▸ Passage shown
— Start —

Sunday, May 8, 2011

Granny Gamut: Grandmas Allegedly Get Taken For Ride At Funeral Parlor, Graveyard & On Match.com, But Take Revenge in the Motor City...





It's a bad weekend to be a female senior citizen. Or a good weekend, depending on your perspective. The lessons learned: Pick your funeral parlor, your graveyard, and your online love interests very carefully. And if you see any old hags looking like Granny Clampett and running around in Detroit wearing a hat, then real quick-like make a beeline the hell out of there.



Grandma Got Screwed Over By a Funeral Parlor & Graveyard (Allegedly)

He just wanted to lay Granny to rest with some dignity. But instead of a graceful exit to Heaven, Granny got detoured through funeral parlor and graveyard hell (allegedly). That's why Granny's son (Byron Morrow, whom I'll call Sonny) has sued the Taylor funeral parlor and Mount Hope cemetery in Chicago over Granny's "humiliating burial." First off, I want to know who was running these joints, anyway -- Paul Bearer and The Undertaker?



Things got off to a rough start almost from the beginning. Sonny alleges that the funeral parlor first screwed up the embalming of Granny. Imagine going to your grandma's wake and taking a gander inside the casket. She looks so peaceful. They've really made her look good.

But wait. What's that dripping sound? Wait. What's that brown liquid leaking from her skull!?! Jesus! That's formaldehyde! Good God, it wreaks! Where's the damn exit?

Sure enough, that's exactly what Sonny is alleging in the lawsuit: That the zany undertaker at the funeral parlor "improperly embalmed" Granny, "leaving brown liquid leaking from her skull." But at that point, these guys were just getting warmed up and having a "Hell of a Time" (allegedly).



You see, Granny was a rather large woman. There be 230 pounds of Granny, to be precise (not including embalming fluid, although most of that probably leaked out).

— End —

(Excerpts of location labeling data)
— Start —

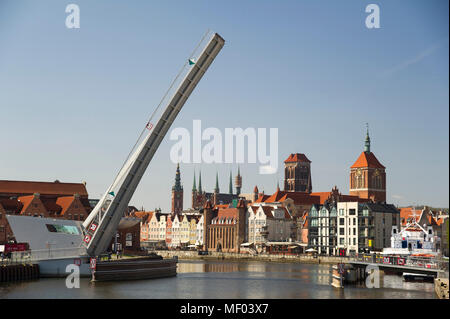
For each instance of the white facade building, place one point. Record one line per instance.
(268, 223)
(347, 226)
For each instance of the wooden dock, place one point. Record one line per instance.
(337, 279)
(135, 268)
(18, 272)
(441, 287)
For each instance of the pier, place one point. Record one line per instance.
(11, 272)
(401, 264)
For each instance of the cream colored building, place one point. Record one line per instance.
(268, 223)
(347, 226)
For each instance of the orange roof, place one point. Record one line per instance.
(64, 202)
(26, 201)
(367, 159)
(221, 206)
(144, 216)
(323, 196)
(51, 206)
(297, 157)
(262, 198)
(11, 204)
(275, 197)
(43, 188)
(300, 198)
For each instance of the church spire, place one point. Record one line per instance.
(216, 190)
(367, 142)
(177, 186)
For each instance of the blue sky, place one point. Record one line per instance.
(73, 101)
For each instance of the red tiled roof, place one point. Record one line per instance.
(43, 188)
(262, 198)
(144, 216)
(275, 197)
(12, 204)
(26, 201)
(65, 203)
(367, 160)
(51, 206)
(297, 157)
(407, 213)
(300, 198)
(323, 196)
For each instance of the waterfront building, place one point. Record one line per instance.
(162, 229)
(384, 218)
(185, 230)
(41, 199)
(175, 231)
(177, 193)
(297, 173)
(145, 220)
(322, 232)
(168, 230)
(192, 229)
(368, 176)
(200, 238)
(225, 228)
(347, 234)
(200, 197)
(268, 223)
(365, 227)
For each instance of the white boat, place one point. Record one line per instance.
(417, 277)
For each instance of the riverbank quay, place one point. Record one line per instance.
(10, 272)
(441, 287)
(193, 255)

— End —

▸ Requirement A
Answer these questions from the Granny Gamut post:
(i) What is the name of the son who filed the lawsuit?
(ii) In what city are the funeral parlor and cemetery he sued?
(iii) How many pounds did the grandmother weigh?
▸ Requirement B
Render the records from the line with "For each instance of the white boat, place" through the end of the records as a numbered list.

▸ Final answer A
(i) Byron Morrow
(ii) Chicago
(iii) 230 pounds

▸ Final answer B
1. For each instance of the white boat, place one point. Record one line per instance.
2. (417, 277)
3. For each instance of the riverbank quay, place one point. Record one line per instance.
4. (10, 272)
5. (441, 287)
6. (193, 255)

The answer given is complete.